**SOURCE EXTRACT**.
----------------

Both Obsession and Obsession For Men have been reformulated, obviously, and they now have none of their original creme brûlée, skin hugging  gorgeousness. Both are also quite vilified by perfumistas: The Perfume Dandy once did the most hysterical and vicious review you can imagine – which I loved actually – and I understand perfectly why he would find these perfumes cheap and nasty, cloying, and unpleasant to the nose.

 

 

To me though,  they were anything but. A girl would enter a taxi on a night out, the mandarin orange top notes of the perfume soaring viscously up through the spiced amber and vanilla and I wanted to consume her, just start drinking from her neck like a crazed vampire I found the perfume so heady and dizzying and gladdening; at that time, the scent was perfect, and to me, something entirely, entirely new. And then I was given a reprieve from dressing like a ‘monsieur’ when Calvin Klein then released a quite similar perfume, just more oakmoss and cinnamon, for the men’s market, meaning I didn’t have to feel embarrassed buying it, that it was sanctioned, and that no one would judge me for spending all my hard earned money from part time jobs on the eau de toilette, the deodorant stick, the talc, the soap, and the liquid body talc, which was a marvellous creation that I would just stand naked in the afternoon light of my university room and pour all over my body like a sun god.

----------------

**GIVEN DATA**.
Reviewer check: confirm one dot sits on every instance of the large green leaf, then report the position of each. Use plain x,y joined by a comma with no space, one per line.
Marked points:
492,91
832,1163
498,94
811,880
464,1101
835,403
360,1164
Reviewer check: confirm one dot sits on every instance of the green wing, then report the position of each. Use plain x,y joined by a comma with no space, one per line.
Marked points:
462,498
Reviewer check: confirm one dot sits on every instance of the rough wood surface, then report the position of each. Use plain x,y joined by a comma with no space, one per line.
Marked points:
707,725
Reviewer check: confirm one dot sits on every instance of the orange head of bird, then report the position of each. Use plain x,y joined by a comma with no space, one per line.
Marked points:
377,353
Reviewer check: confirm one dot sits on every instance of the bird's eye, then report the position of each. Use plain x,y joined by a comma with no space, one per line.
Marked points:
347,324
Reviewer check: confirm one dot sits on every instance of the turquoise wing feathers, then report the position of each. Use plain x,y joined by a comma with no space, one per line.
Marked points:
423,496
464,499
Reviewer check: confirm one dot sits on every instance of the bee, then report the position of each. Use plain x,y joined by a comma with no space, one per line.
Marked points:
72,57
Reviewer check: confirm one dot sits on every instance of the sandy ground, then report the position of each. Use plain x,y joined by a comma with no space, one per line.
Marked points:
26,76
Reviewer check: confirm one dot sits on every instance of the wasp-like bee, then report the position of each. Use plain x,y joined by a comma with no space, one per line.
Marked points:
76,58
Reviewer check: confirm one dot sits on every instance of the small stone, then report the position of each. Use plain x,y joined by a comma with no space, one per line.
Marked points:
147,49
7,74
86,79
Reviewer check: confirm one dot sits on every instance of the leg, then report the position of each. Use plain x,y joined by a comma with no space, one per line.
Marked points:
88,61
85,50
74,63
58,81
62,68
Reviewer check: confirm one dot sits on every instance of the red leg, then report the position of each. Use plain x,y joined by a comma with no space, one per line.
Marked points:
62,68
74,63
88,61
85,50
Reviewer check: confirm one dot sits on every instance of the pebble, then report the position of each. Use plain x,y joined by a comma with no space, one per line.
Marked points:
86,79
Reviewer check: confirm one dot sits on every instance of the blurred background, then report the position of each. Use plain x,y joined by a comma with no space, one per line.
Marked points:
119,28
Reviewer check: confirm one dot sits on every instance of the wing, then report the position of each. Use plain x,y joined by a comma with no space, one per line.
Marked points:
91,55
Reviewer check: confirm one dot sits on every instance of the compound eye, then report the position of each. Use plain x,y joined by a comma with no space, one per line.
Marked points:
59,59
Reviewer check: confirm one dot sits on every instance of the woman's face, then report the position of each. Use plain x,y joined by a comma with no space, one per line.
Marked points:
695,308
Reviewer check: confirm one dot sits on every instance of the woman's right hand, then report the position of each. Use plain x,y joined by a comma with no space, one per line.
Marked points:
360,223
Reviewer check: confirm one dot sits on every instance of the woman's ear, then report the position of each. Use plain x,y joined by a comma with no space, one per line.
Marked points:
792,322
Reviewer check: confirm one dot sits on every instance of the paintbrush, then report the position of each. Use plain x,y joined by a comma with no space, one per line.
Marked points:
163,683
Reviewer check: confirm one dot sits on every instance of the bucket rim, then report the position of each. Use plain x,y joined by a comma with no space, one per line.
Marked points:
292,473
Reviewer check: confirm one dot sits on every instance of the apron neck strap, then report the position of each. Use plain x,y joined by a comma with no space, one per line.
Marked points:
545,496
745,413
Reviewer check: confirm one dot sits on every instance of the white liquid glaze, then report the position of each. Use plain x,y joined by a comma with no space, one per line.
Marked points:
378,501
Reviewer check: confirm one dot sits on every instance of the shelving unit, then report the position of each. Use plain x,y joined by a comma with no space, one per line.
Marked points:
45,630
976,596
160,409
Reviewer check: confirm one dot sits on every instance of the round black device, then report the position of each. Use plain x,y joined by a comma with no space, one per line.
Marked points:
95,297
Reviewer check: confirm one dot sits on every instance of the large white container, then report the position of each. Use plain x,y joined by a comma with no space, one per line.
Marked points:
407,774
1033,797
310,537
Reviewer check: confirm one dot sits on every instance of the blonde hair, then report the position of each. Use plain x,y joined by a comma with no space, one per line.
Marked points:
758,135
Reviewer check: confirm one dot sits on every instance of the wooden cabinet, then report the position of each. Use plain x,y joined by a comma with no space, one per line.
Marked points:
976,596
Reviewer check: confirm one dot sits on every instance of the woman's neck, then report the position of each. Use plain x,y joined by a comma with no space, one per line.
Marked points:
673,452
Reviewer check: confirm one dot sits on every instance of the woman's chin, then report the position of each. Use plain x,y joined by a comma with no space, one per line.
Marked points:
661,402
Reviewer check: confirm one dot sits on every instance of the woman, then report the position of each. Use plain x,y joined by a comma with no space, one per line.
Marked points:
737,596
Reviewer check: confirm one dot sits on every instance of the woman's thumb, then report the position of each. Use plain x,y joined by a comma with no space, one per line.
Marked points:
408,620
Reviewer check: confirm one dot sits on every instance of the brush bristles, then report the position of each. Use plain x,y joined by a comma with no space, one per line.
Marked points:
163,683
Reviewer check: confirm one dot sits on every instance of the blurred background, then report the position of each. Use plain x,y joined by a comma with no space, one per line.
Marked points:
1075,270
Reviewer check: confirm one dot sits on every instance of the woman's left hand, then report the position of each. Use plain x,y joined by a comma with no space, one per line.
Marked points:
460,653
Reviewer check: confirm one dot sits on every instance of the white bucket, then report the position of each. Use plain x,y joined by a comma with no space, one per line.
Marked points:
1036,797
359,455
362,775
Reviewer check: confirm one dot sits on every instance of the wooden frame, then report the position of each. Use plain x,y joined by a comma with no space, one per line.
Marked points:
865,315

----------------

**REQUIREMENTS**.
(1) In the essay about Obsession perfumes, which top notes rise up through the spiced amber and vanilla?
(2) According to the essay about Obsession perfumes, why did Calvin Klein's release of the men's version feel like a reprieve to the writer? Explain in one to three sentences.
(3) Continue the essay about Obsession perfumes from its last sentence.

**ANSWERS FOR THIS EXERCISE**.
(1) The mandarin orange top notes.

(2) With a version made for the men's market, the writer no longer had to feel embarrassed buying it. The purchase felt sanctioned, and no one would judge the writer for spending hard-earned money from part-time jobs on the eau de toilette, deodorant stick, talc, soap and liquid body talc.

(3)
 

 

I was quite literally famous for that perfume. You could smell it four floors down as you entered the college staircases, apparently, the lingering powder motes of Obsession gracing the stairwell and announcing my ridiculously operatic presence if you walked up the four flights of stairs. I would be mummified in the perfume as a bonbon: perfume and dusted, delectable smelling and smothering; I suppose in a way this was my coming out, in more ways than one, a liberation in many ways that I celebrated in scent and which presaged my love of orientals such as Shalimar, Vol De Nuit (which I consider  a predecessor of Obsession – no, really, while that sublime creation is naturally more noble and mysterious, there is still a green tinge and oakmossy aspect to both perfumes that marks them as relatives), and the beautiful Heritage eau de parfum, which has one  of the most skin suckable dry downs I have ever personally experienced.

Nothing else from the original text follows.